• _Tarea a realizar_:
Presenta como una lista JSON de cadenas solo el tramo de filas que va desde la que contiene "Pinpoint the blue sky in this photo." hasta la que contiene "[0,2,768,328]", ambas incluidas. Pon una cadena por fila y omite las filas en blanco.

• _Datos de entrada_:

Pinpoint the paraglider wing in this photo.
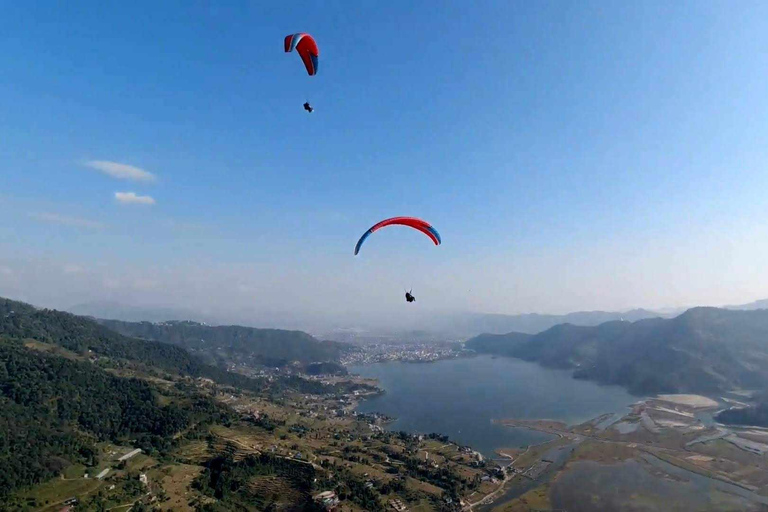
[355,217,442,256]
[285,33,320,76]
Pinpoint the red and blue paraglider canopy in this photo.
[355,217,442,256]
[285,32,320,76]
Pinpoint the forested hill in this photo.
[98,320,351,366]
[466,308,768,394]
[0,298,272,390]
[0,328,230,500]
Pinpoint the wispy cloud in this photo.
[84,160,157,182]
[29,212,104,229]
[115,192,155,204]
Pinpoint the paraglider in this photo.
[284,32,320,113]
[355,217,442,256]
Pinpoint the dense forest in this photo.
[193,453,320,512]
[99,320,351,366]
[0,299,367,500]
[466,308,768,395]
[0,338,228,497]
[0,298,348,393]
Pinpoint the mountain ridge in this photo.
[466,307,768,395]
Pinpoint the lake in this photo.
[349,356,638,457]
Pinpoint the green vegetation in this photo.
[304,362,347,375]
[0,339,227,497]
[466,308,768,395]
[716,392,768,427]
[99,320,351,366]
[193,454,315,512]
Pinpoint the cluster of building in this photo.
[313,491,339,510]
[341,342,467,365]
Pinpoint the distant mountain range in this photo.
[68,299,768,342]
[440,309,667,336]
[466,308,768,395]
[97,319,352,366]
[67,301,217,323]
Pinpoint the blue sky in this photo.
[0,1,768,326]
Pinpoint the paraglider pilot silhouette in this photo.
[355,217,442,302]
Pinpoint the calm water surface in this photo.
[349,356,638,457]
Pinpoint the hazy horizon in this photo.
[0,2,768,328]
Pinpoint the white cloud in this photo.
[29,212,104,229]
[115,192,155,204]
[85,160,157,181]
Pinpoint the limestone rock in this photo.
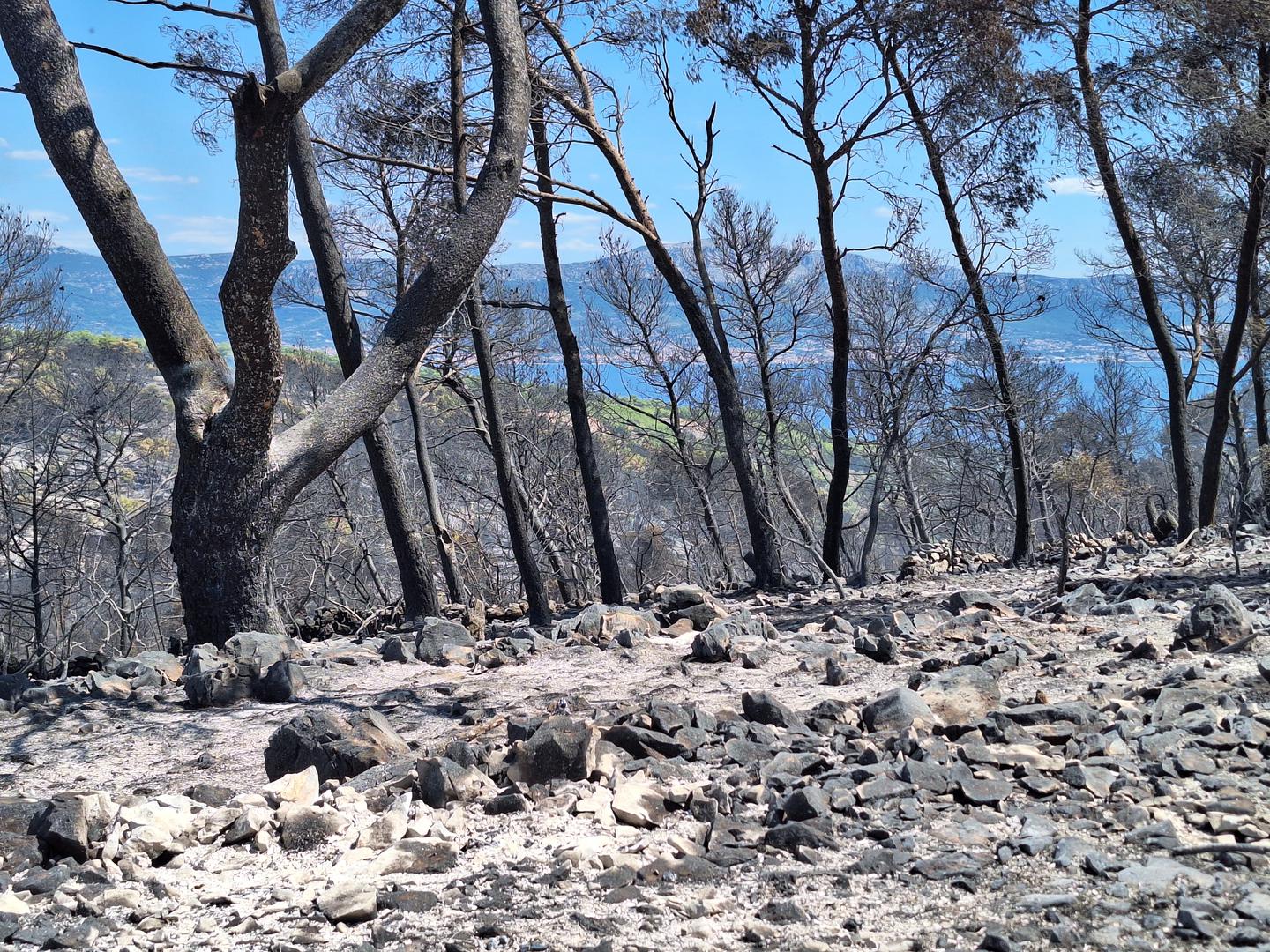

• _Resultado_:
[
  "Pinpoint the blue sky in this photo.",
  "[0,1,768,326]",
  "Pinpoint the paraglider pilot silhouette in this photo.",
  "[355,217,442,302]",
  "Pinpoint the calm water surface in this photo.",
  "[349,356,638,457]",
  "Pinpoint the hazy horizon in this photo.",
  "[0,2,768,328]"
]